Chrome may have feature and marketshare parallels to IE6, but it will never be
IE6. IE6 was weilded in anger. Chrome is open source, which significantly
limits Google's ability to use it in a similar fashion. Not to mention, Google
isn't out to kill the web in the way that Microsoft was.

------
laconian
I think we're being trolled.

"Great stuff, faster Web interactions, but let's not forget that that
universal access using any software is why the Web took off in the first
place." Has he any had experiences where a site served only SPDY clients?

------
voidr
There is nothing stopping other browsers from implementing the same features,
most of them are probably fully documented standards anyway, even if there was
no documentation people could just look at Chromium's source code, which was
certainly not the case with IE.

This article is immensely ignorant, it basically states that no browser should
have capabilities that other browsers lack, if that would be the case than we
would end up in a deadlock, because everyone would wait for everyone.

Emerging standards need to be tried in the open, Google is doing the right
thing, they are trying SPDY with real world web apps and real world customers
so that it will mature by the time other browsers implement it and we won't be
stuck with implementations that suck.

- ENTRIES PROVIDED
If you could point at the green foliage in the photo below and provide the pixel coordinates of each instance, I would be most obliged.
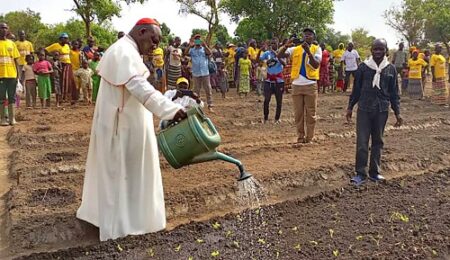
(42, 35)
(167, 35)
(281, 17)
(437, 25)
(221, 34)
(104, 35)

- PROBLEMS
**A.** Return everything in the forum thread about Chrome and IE6 from "This article is" down to "implementations that suck.", copied word for word.
**B.** Carry the forum thread about Chrome and IE6 further from the point where it stops.
The entries have no connection to the forum thread about Chrome and IE6.

- RESULTS BY TASK
**A.**
This article is immensely ignorant, it basically states that no browser should
have capabilities that other browsers lack, if that would be the case than we
would end up in a deadlock, because everyone would wait for everyone.

Emerging standards need to be tried in the open, Google is doing the right
thing, they are trying SPDY with real world web apps and real world customers
so that it will mature by the time other browsers implement it and we won't be
stuck with implementations that suck.

**B.**
------
The_Sponge
Not even close. What an incredibly sensationalist title from PC Mag.

------
ccanassa
The iPad IS the new IE6 <http://blog.millermedeiros.com/2011/01/ipad-is-the-
new-ie6/>

------
beej71
Re: that angry birds thing, it sounds to me like Google was marketing the
levels as "Chrome exclusive", but not that it specifically took advantage of
functionality that was only available on Chrome. I'm thinking something like
user-agent detection...? I'm info-poor, here, I admit.

------
spobo
I didn't read the article because it's crap. Did they mention that it auto-
updates? That alone makes the whole argument invalid because as long as there
is auto-update there is no lingering in the past.

------
wmf
In addition to what other commenters have said, IE6 got huge market share then
stagnated. Even worse, when IE7 came out, people didn't upgrade. Chrome
continues to improve and auto-update.

------
seppo0010
So, IE6 owns "Embrace, extend and extinguish"?

------
davidmathers
No.